Task instructions
Render every line of the listing below as a numbered list, omitting blank lines.

· · ·

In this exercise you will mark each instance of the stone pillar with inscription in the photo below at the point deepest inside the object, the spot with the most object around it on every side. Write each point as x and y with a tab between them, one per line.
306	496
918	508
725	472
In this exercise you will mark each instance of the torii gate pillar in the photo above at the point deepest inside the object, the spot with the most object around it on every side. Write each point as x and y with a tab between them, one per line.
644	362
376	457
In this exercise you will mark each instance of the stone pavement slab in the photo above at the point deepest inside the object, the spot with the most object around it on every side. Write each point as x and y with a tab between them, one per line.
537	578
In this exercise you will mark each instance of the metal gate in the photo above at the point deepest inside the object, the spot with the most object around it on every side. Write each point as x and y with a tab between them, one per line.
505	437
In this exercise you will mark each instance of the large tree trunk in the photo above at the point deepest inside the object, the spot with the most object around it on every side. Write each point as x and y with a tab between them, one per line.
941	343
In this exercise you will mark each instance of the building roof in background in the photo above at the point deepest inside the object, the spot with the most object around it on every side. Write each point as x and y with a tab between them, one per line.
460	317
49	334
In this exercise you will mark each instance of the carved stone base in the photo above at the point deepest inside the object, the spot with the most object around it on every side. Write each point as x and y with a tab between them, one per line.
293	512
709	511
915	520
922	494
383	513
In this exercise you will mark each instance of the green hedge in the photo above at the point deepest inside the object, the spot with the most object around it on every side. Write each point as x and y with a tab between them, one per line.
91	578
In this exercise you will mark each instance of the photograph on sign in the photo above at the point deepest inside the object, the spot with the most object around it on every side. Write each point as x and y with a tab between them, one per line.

· · ·

Solution to this problem
1. In this exercise you will mark each instance of the stone pillar with inscription in the photo below at the point deepest inside the object, the spot with the most object around it on every side. Write each point as x and y with a tab between them, one per line.
2. 306	496
3. 918	508
4. 725	472
5. In this exercise you will mark each instance of the torii gate pillar in the photo above at the point deepest inside the object, the spot with the most object around it on every side. Write each point as x and y with a tab between them, one per line.
6. 644	362
7. 376	457
8. In this exercise you will mark each instance of the stone pavement slab in the photo above at the point deepest inside the object, the spot with the most object around it on every side. Write each point as x and y with a tab between them, one per line.
9. 537	578
10. In this exercise you will mark each instance of the metal gate in the photo above at the point deepest inside the object, the spot with the most object around it on every side. Write each point as x and y with a tab between them, one per line.
11. 505	437
12. In this exercise you will mark each instance of the large tree trunk in the photo above at the point deepest inside the object, the spot with the most object around it on every side. Write each point as x and y with a tab between them, one per line.
13. 941	343
14. In this exercise you will mark each instance of the building roof in background in the photo above at the point deepest inside the object, the spot with the most object around it on every side. Write each point as x and y with a tab between them, one per line.
15. 460	317
16. 49	334
17. In this exercise you will mark each instance of the carved stone base in the photo above at the point deepest inside the object, the spot with the most object around it on every side. Write each point as x and y with a tab between them, one per line.
18. 293	512
19. 709	511
20. 915	520
21. 922	494
22. 383	513
23. In this exercise you will mark each instance of the green hedge in the photo above at the point deepest inside the object, the spot with the most object around it on every side. Write each point as x and y with a tab between them, one per line.
24. 91	578
25. In this exercise you will mark each instance of the photograph on sign in the photo above at the point deepest inside the object, the spot with the most object around it on every side. Write each point as x and y with a tab between them, one per line.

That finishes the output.